▶ _Instruction_: Copy out each line of the records below that contains the string "block", treating uppercase and lowercase as different.

+++ Excerpted data +++

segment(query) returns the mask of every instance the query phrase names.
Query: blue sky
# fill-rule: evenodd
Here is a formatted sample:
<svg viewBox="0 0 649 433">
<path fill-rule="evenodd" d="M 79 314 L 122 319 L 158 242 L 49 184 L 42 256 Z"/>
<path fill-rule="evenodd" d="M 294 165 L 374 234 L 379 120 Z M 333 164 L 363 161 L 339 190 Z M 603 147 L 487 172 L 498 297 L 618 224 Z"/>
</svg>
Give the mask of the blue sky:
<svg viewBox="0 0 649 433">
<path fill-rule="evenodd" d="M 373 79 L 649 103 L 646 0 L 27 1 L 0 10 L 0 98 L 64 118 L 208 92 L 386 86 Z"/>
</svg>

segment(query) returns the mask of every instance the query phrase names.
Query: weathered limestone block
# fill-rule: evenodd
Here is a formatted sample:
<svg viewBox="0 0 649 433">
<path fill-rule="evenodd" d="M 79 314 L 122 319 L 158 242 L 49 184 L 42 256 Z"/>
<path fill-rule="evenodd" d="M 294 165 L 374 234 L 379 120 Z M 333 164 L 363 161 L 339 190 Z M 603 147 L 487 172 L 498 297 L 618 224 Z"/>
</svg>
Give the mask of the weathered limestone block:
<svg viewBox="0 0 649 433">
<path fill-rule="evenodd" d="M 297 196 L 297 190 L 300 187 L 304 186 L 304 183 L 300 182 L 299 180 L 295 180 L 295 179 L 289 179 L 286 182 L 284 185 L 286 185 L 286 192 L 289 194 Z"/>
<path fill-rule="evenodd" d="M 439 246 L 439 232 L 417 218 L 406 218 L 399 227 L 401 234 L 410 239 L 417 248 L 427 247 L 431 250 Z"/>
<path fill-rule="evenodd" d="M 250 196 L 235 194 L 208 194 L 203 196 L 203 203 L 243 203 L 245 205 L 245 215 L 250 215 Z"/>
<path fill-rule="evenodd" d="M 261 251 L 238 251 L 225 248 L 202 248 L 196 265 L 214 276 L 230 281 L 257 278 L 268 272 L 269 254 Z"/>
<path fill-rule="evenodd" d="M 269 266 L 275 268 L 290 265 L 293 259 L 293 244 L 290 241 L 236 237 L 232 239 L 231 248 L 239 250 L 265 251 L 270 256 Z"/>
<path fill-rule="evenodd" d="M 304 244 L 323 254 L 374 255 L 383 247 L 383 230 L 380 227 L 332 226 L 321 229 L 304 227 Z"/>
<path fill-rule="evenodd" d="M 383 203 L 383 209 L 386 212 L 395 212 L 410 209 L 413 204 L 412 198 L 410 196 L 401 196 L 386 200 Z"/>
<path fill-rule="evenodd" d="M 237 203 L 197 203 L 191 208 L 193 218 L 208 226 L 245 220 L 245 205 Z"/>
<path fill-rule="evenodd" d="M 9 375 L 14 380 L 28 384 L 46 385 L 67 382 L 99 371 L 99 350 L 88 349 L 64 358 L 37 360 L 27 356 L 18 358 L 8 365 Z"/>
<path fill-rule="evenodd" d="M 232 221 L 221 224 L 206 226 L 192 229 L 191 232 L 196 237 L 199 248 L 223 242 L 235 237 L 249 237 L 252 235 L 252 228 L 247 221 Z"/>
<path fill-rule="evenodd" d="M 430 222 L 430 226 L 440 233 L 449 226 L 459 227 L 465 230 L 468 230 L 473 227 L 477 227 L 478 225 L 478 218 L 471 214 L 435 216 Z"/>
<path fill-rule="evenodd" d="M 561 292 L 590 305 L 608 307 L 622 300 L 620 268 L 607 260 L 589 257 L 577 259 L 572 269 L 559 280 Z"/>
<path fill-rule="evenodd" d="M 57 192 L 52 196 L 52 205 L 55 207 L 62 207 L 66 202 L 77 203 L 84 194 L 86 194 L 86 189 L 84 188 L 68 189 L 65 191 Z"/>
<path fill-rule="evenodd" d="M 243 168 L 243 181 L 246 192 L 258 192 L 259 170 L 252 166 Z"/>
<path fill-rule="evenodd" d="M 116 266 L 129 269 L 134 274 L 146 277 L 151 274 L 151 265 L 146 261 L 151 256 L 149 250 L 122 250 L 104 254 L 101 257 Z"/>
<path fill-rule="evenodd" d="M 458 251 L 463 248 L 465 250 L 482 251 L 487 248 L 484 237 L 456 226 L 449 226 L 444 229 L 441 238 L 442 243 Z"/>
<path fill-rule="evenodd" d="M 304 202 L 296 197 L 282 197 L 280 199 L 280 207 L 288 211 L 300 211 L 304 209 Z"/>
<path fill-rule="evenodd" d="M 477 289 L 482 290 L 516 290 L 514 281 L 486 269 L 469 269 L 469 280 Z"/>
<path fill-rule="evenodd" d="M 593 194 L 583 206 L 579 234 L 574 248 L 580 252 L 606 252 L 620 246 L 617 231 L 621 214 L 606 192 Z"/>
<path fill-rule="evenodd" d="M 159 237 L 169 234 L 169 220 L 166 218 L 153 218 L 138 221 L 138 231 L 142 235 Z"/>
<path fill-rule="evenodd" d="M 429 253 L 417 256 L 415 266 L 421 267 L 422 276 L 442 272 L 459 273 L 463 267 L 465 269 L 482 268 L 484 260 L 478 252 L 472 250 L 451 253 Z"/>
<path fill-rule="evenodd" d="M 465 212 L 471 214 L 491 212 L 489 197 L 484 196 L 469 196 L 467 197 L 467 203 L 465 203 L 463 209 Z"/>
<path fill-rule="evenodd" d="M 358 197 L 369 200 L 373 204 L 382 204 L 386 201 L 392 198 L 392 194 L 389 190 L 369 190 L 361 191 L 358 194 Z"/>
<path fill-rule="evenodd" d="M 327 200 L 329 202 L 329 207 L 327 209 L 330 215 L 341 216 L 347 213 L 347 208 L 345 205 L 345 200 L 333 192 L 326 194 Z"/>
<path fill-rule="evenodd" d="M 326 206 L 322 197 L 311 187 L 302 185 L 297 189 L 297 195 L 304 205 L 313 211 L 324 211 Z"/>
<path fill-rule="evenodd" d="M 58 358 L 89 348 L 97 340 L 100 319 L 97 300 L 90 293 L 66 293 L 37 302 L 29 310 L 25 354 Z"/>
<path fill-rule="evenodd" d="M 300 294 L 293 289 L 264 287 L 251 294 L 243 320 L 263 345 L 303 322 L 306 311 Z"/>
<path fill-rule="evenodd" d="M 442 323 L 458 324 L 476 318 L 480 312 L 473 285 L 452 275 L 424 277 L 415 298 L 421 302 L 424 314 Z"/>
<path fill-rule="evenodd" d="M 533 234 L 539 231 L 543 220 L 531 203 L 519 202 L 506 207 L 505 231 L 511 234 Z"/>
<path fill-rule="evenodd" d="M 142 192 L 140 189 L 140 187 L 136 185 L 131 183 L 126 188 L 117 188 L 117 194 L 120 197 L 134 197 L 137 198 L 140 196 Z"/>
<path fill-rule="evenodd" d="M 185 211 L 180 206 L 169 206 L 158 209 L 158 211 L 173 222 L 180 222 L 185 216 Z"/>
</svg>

+++

▶ _Exercise output_:
Query: weathered limestone block
Give the mask of the weathered limestone block:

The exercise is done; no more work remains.